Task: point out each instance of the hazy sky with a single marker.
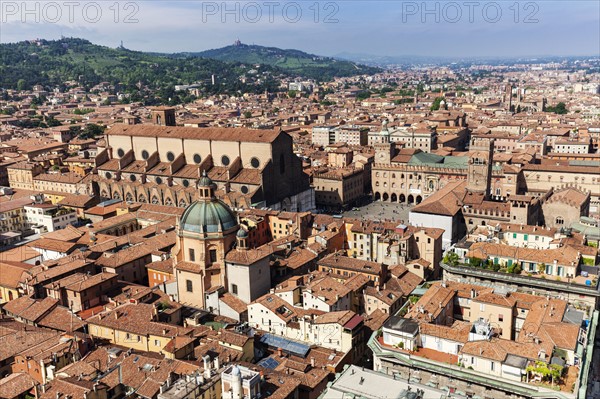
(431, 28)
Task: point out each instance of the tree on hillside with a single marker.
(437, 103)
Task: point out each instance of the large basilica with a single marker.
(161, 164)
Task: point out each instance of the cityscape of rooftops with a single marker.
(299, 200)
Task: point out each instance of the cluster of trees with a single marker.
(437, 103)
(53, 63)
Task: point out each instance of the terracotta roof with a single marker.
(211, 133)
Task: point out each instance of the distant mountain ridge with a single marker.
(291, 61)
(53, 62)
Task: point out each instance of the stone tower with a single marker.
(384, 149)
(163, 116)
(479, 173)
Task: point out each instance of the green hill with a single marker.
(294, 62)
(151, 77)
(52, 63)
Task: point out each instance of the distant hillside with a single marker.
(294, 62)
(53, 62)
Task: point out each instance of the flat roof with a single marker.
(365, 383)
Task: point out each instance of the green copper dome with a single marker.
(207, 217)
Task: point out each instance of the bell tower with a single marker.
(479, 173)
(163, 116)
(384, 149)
---
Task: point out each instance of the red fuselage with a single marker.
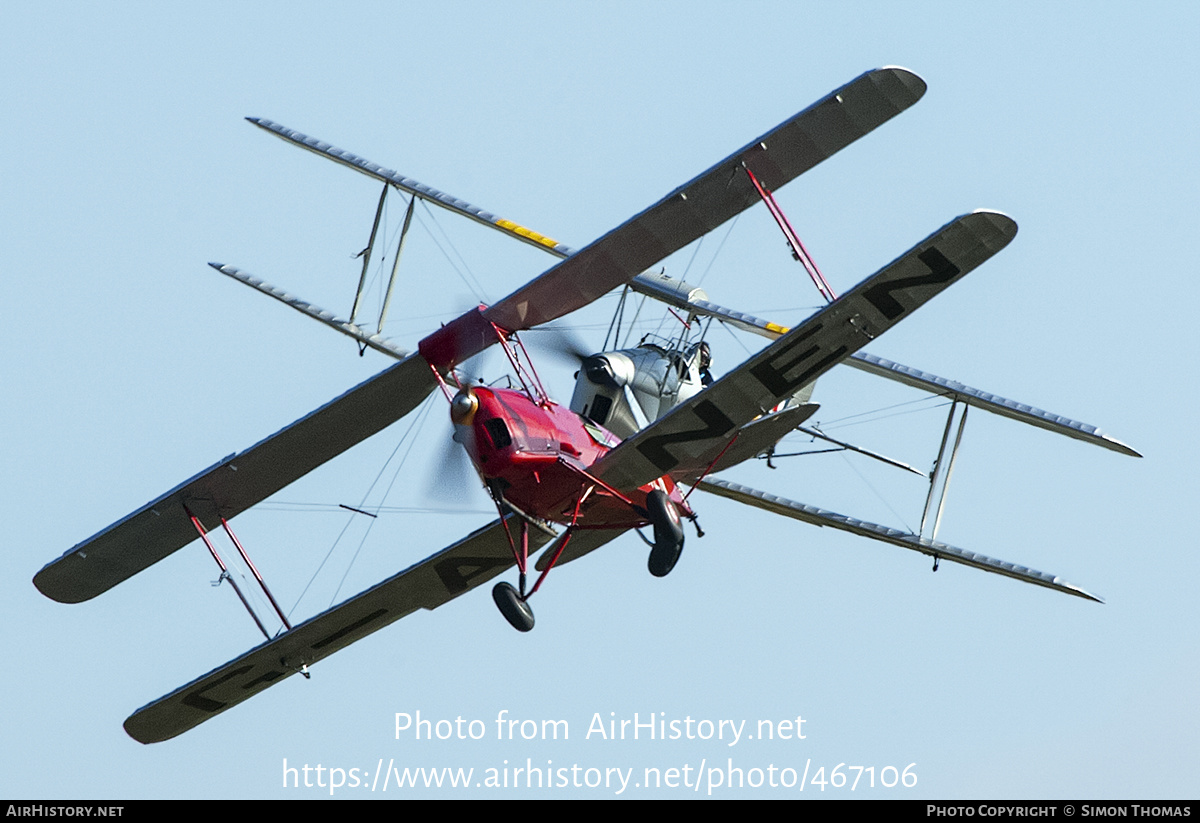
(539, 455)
...
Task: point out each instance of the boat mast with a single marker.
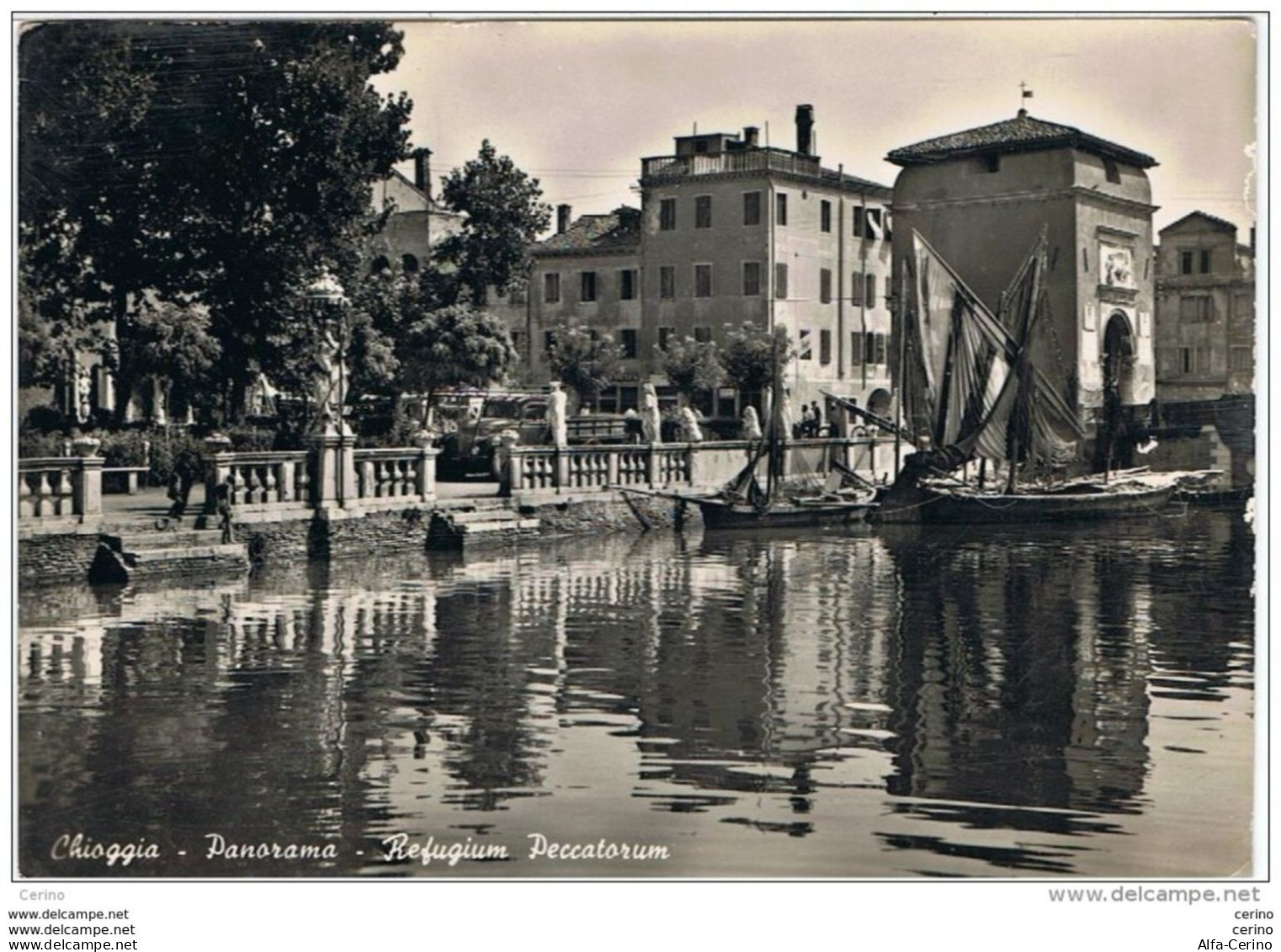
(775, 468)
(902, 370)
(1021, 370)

WRITTEN EXERCISE -
Copy out again the rows from the line with "Task: point out each instance of the boat" up to and including the line with "(1021, 370)", with no changes. Leave the picture out.

RESPONSE BELOW -
Task: point out each instance of the boat mast with a single marker.
(775, 468)
(902, 370)
(1021, 370)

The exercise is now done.